▶ EXERCISE GOAL: If a line in the entries below includes the string "background", copy it out.

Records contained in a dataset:
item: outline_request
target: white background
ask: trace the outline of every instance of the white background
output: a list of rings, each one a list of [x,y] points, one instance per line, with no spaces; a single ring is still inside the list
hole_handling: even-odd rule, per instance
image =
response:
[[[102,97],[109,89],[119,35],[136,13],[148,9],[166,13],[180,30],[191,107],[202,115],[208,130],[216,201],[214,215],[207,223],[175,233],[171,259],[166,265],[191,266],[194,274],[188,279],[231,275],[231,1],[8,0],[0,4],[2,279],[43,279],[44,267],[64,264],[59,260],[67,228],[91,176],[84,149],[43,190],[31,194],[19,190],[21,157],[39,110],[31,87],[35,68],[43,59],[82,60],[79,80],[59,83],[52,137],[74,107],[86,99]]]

▶ REPLY TO THE EXERCISE:
target: white background
ask: trace the outline of every instance of the white background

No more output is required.